§ Entries provided:
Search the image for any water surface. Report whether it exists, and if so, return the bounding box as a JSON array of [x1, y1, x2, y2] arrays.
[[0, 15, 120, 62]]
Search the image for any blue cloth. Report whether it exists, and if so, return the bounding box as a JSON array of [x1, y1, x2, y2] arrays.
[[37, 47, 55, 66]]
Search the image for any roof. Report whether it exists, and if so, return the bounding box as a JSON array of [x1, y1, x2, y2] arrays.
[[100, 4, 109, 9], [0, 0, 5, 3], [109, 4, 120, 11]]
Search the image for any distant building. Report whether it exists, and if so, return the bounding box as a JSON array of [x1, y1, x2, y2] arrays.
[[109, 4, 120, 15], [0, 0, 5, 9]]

§ Do this: Please present the listing above as a Markdown table with the columns Row and Line, numbering each row and leaving out blank lines.

§ Task solution:
| Row | Line |
|---|---|
| 1 | Search the image for any water surface. Report whether it exists, and if so, return the bounding box as a JSON array of [x1, y1, x2, y2] arrays. |
| 2 | [[0, 15, 120, 62]] |
| 3 | Search the image for any blue cloth. Report whether it exists, and if so, return the bounding box as a JSON array of [x1, y1, x2, y2] arrays. |
| 4 | [[37, 47, 55, 66]] |
| 5 | Search the image for any roof. Report whether it exists, and if so, return the bounding box as a JSON array of [x1, y1, x2, y2] arrays. |
| 6 | [[100, 4, 109, 9], [0, 0, 5, 3], [109, 4, 120, 11]] |
| 7 | Search the image for any distant building. Report whether it exists, and if so, return the bounding box as a JSON array of [x1, y1, x2, y2] arrays. |
| 8 | [[109, 4, 120, 15], [0, 0, 5, 9]] |